Increased commitment to customer satisfaction will be crucial in two ways. First, it will be useful for reducing barriers to entry into new services that the current energy landscape will provide, such as beyond-the-meter services, dynamic pricing, and collaborations with third party vendors like cable and telecom companies. Second, high levels of consumer trust and confidence can raise barriers for new market entrants and prevent customers from switching to a new, untried market entrant.

Improving customer experience also benefits utilities by providing customers with a feedback loop of their usage patterns and potential costs, both monetary and environmental. This is because as customers get feedback on their energy usage, they can mold their energy use patterns, identify energy inefficient devices, and sign up for new utility programs that reward shifting usage to non-peak hours. This will reduce the need for new generation facilities, make the existing resources last longer, and ultimately be better for the environment as well.

For these endeavors to be successful, it is imperative that the customer engagement solutions from the utility are used by the end user. The bar for successful implementations of customer engagement solutions is constantly set higher and higher. Companies like Google and Netflix, while not direct competitors in the utility space, set the ambitious standards in user interface design that utilities must now aim to meet. Customers expect the customer engagement system to be intuitive, fast, predictive, and helpful.

1.2     What does good customer presentment look like?

  • Good customer engagement should be fast, intuitive, helpful, and predictive.

An intuitive customer interface for a digital self-service portal is crucial. If an online portal requires the deductive reasoning skills of Sherlock Holmes to navigate through a maze of clicks and menus just to report an outage, that’s probably not a good design! Similarly, a cluttered IVR system without an option to reach a customer service representative is not intuitive enough for customers to use. A familiar, easy-to-use interface for both reporting and gathering information is key to a successful implementation of a customer engagement platform, using both mobile and web-based apps alongside IVR-based solutions.

Loading speed, especially for web-based apps, is also vital to a successful implementation of a customer engagement solution. A feature-rich interface devoid of loading speed will be useless to the customers. Breaking features into multiple screens, or even forgoing some features, may be necessary to ensure the customer experience is not affected by lack of speed.

*****

**The exercise:** Retype the utility customer engagement passage from "Improving customer experience" up to and including "environment as well.".

(Records from an annotation dataset)
*****

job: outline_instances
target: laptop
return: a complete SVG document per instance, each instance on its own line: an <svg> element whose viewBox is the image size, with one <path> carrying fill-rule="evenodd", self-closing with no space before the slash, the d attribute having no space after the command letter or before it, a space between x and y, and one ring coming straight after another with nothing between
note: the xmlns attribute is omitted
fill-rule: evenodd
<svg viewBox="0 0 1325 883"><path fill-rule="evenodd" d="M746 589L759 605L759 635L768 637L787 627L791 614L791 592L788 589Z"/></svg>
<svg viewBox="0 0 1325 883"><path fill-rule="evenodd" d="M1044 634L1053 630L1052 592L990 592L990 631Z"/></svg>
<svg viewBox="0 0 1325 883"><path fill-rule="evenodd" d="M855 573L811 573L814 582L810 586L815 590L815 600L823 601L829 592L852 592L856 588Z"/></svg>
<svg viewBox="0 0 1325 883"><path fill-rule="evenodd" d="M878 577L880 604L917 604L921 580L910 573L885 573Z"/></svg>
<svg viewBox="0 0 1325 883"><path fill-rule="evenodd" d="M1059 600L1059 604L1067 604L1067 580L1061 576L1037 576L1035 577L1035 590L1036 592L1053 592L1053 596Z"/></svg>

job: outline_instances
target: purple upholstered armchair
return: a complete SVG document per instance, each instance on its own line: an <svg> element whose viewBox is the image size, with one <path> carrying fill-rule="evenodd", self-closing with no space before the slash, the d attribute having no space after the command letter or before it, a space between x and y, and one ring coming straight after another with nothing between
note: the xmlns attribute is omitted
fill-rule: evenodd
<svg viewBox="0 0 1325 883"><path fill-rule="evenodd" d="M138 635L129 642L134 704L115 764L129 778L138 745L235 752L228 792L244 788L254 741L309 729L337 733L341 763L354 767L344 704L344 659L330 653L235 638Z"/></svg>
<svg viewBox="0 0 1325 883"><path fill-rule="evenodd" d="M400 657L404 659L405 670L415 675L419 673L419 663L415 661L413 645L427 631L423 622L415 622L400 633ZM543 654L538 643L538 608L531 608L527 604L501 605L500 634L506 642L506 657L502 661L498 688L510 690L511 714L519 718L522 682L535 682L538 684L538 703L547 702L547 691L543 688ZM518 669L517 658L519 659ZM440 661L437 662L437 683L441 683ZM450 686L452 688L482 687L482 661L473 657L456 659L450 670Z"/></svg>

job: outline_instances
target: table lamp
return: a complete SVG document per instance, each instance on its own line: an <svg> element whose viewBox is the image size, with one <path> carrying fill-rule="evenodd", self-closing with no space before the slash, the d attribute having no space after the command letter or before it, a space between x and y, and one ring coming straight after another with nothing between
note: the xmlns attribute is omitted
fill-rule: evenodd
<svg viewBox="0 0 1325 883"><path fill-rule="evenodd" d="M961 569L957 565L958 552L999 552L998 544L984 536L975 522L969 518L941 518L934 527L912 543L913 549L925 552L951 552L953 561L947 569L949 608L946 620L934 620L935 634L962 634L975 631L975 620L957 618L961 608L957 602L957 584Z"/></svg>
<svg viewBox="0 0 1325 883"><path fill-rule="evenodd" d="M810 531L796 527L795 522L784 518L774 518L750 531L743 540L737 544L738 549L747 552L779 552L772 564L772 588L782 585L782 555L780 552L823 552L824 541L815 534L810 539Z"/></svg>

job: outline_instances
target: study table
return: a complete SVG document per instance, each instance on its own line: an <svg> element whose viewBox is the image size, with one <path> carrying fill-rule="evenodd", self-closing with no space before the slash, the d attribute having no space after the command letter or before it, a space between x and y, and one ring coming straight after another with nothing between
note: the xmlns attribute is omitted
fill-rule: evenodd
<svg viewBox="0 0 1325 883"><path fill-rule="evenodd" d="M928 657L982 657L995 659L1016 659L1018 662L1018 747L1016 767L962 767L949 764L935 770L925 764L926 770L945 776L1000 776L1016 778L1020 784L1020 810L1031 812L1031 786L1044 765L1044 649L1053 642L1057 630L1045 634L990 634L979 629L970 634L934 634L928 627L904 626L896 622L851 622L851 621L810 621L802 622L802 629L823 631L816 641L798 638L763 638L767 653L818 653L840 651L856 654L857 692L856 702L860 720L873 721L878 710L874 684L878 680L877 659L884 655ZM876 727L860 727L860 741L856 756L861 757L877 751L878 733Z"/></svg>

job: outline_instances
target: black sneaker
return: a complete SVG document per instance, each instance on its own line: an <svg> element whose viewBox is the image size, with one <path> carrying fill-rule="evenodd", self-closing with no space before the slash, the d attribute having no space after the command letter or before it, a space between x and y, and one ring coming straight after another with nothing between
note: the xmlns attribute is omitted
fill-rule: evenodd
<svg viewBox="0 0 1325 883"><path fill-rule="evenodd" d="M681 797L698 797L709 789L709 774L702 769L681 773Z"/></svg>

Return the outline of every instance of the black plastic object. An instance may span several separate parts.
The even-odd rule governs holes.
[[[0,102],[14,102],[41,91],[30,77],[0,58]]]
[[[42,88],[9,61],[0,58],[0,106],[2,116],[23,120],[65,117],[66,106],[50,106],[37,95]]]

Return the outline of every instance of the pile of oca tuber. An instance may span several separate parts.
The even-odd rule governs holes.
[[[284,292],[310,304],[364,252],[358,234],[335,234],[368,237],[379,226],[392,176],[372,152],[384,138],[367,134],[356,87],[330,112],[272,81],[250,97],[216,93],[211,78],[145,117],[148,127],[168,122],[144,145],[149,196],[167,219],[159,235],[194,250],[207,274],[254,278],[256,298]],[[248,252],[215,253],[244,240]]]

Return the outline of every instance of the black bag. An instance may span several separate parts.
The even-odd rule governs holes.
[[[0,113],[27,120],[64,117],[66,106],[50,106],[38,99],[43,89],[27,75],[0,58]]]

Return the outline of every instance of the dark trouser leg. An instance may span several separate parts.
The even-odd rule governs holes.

*****

**Result of this task:**
Improving customer experience also benefits utilities by providing customers with a feedback loop of their usage patterns and potential costs, both monetary and environmental. This is because as customers get feedback on their energy usage, they can mold their energy use patterns, identify energy inefficient devices, and sign up for new utility programs that reward shifting usage to non-peak hours. This will reduce the need for new generation facilities, make the existing resources last longer, and ultimately be better for the environment as well.